Supplied records:
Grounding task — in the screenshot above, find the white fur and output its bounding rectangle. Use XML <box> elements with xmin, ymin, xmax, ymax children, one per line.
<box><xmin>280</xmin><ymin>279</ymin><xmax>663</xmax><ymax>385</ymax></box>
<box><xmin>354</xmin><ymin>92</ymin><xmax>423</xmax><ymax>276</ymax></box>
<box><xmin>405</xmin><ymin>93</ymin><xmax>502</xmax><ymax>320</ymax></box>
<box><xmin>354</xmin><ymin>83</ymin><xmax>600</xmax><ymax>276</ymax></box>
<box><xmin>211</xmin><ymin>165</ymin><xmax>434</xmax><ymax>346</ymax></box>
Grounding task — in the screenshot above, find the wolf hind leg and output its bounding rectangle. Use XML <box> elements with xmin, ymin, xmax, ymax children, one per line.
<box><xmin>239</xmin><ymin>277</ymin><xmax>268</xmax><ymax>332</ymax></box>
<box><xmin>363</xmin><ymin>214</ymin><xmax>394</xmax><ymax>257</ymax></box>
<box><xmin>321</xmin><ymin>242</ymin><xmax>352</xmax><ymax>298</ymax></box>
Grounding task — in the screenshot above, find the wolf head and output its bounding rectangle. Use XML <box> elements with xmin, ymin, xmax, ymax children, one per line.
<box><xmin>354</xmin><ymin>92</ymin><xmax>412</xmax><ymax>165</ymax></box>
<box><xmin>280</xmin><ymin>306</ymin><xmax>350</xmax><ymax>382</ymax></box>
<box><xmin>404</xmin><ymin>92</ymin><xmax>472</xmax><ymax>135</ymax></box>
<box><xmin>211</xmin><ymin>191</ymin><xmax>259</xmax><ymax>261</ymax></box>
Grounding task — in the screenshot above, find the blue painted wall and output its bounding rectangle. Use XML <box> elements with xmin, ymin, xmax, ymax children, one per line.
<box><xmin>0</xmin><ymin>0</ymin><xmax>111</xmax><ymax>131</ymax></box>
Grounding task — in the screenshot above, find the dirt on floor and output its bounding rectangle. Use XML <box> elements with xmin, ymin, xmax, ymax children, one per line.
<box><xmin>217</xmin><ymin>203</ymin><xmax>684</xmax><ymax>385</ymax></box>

--

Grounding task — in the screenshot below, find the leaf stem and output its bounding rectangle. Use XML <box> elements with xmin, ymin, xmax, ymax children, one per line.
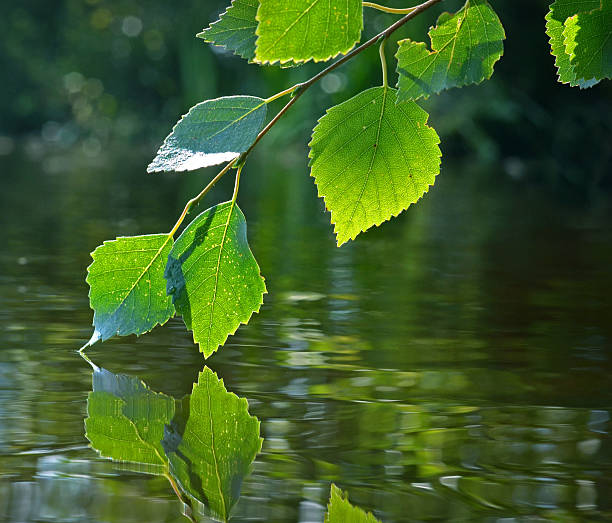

Given instruction:
How many lines in the entries above contain the word "wolf"? Reply with the number alone.

Exercise result:
2